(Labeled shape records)
——————————

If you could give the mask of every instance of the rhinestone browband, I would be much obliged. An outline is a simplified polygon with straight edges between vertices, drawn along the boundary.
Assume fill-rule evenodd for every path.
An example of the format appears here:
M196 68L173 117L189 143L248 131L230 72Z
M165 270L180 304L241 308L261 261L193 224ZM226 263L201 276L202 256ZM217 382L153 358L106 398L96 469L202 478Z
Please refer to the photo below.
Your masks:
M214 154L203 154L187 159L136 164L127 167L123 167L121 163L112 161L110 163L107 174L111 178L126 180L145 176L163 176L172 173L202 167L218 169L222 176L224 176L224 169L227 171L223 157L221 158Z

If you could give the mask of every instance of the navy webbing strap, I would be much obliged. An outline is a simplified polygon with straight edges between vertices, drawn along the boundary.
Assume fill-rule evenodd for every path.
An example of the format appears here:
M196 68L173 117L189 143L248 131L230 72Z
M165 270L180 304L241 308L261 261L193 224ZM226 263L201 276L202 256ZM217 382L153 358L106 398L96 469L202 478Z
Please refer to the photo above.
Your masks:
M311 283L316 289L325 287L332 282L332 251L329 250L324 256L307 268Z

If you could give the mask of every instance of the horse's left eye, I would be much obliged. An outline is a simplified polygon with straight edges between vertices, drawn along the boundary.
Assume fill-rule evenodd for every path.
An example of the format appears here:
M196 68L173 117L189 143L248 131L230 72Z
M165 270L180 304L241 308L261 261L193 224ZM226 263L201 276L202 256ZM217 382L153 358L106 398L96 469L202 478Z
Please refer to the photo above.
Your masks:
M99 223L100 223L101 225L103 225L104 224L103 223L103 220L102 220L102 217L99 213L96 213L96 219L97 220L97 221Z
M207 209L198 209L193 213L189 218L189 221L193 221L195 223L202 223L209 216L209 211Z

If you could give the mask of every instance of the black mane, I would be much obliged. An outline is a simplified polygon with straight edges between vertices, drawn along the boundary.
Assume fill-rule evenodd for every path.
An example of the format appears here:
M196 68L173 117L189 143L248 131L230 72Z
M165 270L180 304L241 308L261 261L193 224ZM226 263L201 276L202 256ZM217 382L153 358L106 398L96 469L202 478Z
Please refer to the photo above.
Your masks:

——————————

_WORK TO COMPLETE:_ Format the lines above as a JSON list of strings, one string per line and no blank lines, starting at the beginning of the rows and ending with the line that contains "M207 209L198 209L193", inclusive.

_SOLUTION TO THIS PROBLEM:_
[
  "If you could give the mask of every instance of the rhinestone browband, I would be much obliged. An outline is a simplified polygon with straight edges between vertices, drawn along the boundary.",
  "Assume fill-rule evenodd for every path.",
  "An example of the format appears here:",
  "M196 68L173 117L189 143L248 131L230 72Z",
  "M165 270L180 304L241 308L261 261L193 224ZM226 263L201 276L202 256ZM217 382L153 358L106 398L96 469L202 478Z",
  "Please refer to the photo below.",
  "Your masks:",
  "M214 154L203 154L187 159L136 164L127 167L123 167L121 163L112 161L110 163L107 174L111 178L126 180L145 176L163 176L172 173L202 167L218 169L222 176L224 176L224 169L227 171L223 157L221 158Z",
  "If you could give the mask of every instance of the navy webbing strap, I would be much obliged. An outline is a simplified polygon with straight edges between vertices, drawn along the boundary.",
  "Assume fill-rule evenodd for every path.",
  "An example of the format appears here:",
  "M196 68L173 117L189 143L248 131L230 72Z",
  "M165 270L180 304L241 308L261 261L193 224ZM226 263L201 276L202 256ZM217 382L153 358L106 398L96 469L202 478Z",
  "Please refer to the photo above.",
  "Your masks:",
  "M311 283L316 289L325 287L332 282L332 251L329 250L324 256L307 268Z",
  "If you could give the mask of every instance of the horse's left eye, I would be much obliged. An outline is a simplified polygon with straight edges between vertices, drawn along the boundary.",
  "Assume fill-rule evenodd for every path.",
  "An example of the format appears here:",
  "M196 68L173 117L189 143L248 131L230 72Z",
  "M165 270L180 304L241 308L261 261L193 224ZM226 263L201 276L202 256ZM217 382L153 358L106 398L96 469L202 478Z",
  "Please refer to the photo above.",
  "Your masks:",
  "M99 223L100 223L101 225L103 225L104 224L103 223L103 220L102 220L102 217L99 213L96 213L96 219L97 220L97 221Z",
  "M207 209L198 209L193 213L189 218L189 221L193 221L195 223L202 223L209 216L209 211Z"
]